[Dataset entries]

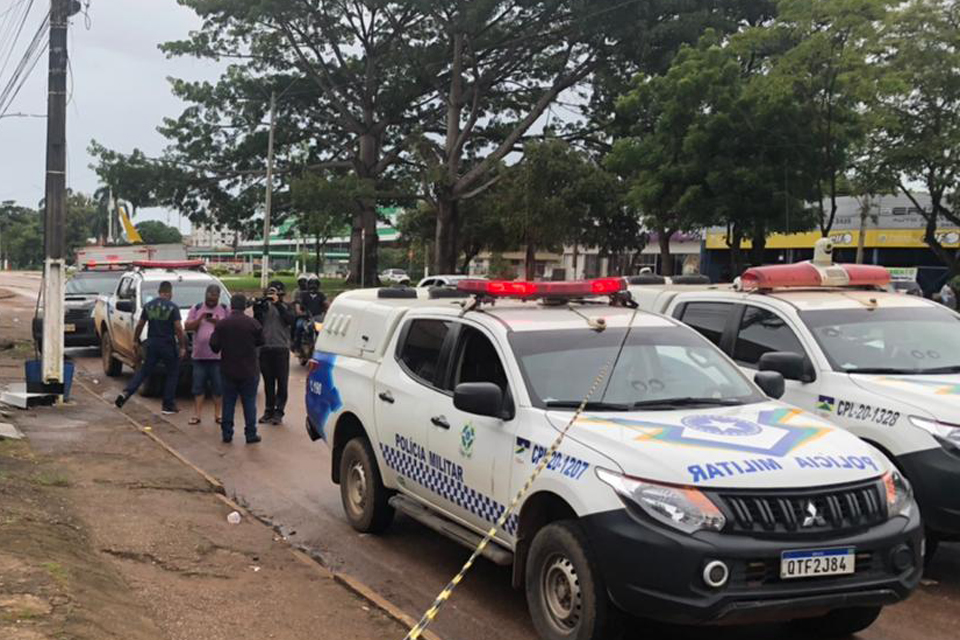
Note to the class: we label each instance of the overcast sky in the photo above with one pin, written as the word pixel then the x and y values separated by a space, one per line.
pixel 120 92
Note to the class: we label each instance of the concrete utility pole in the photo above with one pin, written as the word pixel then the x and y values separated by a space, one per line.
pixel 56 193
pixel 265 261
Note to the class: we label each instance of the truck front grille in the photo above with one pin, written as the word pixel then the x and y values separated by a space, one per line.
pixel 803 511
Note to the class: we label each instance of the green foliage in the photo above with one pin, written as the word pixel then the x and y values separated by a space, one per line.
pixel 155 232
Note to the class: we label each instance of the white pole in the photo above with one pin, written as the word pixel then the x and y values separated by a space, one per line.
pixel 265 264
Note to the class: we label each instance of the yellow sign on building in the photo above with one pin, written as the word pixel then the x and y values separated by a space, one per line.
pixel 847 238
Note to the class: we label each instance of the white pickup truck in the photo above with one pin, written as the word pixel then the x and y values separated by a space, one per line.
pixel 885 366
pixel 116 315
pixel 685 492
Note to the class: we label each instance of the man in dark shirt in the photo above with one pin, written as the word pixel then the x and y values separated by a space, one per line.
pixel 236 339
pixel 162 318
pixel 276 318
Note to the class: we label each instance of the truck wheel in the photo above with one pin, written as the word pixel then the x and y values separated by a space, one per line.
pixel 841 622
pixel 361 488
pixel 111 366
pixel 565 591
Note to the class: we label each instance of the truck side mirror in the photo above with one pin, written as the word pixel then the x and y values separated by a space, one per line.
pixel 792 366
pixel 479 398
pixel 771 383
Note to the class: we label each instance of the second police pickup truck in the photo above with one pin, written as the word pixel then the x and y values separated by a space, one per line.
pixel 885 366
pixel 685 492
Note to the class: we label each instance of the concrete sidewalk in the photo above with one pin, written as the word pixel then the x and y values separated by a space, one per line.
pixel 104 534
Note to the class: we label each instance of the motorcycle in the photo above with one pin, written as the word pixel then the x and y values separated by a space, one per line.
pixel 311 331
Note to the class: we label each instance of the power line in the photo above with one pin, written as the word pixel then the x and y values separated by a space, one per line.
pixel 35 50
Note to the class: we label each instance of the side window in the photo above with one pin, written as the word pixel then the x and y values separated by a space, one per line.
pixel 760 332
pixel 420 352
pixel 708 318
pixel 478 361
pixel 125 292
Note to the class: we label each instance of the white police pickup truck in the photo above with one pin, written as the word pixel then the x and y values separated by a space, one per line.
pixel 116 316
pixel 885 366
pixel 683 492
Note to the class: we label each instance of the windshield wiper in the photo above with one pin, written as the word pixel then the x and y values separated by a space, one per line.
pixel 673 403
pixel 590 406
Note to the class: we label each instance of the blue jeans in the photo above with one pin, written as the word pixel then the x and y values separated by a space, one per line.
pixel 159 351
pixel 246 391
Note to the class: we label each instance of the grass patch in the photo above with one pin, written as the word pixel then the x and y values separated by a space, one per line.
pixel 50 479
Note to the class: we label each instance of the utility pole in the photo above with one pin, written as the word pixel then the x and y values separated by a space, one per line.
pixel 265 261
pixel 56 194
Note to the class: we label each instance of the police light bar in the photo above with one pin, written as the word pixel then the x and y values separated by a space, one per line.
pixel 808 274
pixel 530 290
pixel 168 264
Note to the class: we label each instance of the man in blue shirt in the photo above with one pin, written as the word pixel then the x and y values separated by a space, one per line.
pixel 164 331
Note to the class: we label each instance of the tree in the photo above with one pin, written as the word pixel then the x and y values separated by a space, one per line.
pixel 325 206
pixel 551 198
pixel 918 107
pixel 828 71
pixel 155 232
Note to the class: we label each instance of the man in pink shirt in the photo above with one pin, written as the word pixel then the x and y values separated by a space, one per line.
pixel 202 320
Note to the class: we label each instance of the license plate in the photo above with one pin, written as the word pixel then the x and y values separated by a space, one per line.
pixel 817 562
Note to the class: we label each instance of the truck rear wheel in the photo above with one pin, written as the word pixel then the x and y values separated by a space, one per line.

• [Work instruction]:
Nothing from before the line containing "Note to the class: we label each instance of the license" should appear; copy that line and each one after it through the last line of the entries, exactly.

• [Response to this task]:
Note to the class: we label each instance of the license plate in the photo above with one pin, written as the word pixel then the x and y values separated by a space, one per line.
pixel 817 562
Note to the class: we label each instance of the truck rear wheel in the photo above with one pin, written as the word pixel then the x and y values separated by a space, one per line.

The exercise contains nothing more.